EXERCISE BRIEF
Copy out the records in full, word for word, without pictures.

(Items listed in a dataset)
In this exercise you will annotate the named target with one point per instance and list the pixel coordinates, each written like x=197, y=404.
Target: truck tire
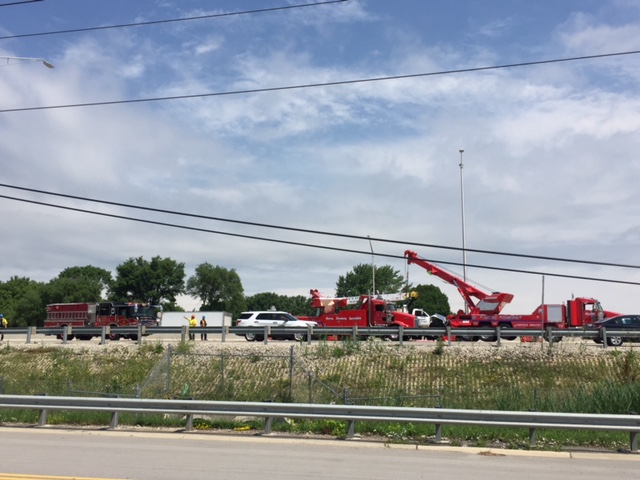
x=614, y=341
x=488, y=338
x=114, y=337
x=504, y=335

SOLUTION TO THE PROBLEM
In this exercise you will annotate the named target with one point per instance and list the pixel coordinates, each written like x=197, y=404.
Target: truck tire
x=614, y=341
x=488, y=338
x=114, y=337
x=504, y=335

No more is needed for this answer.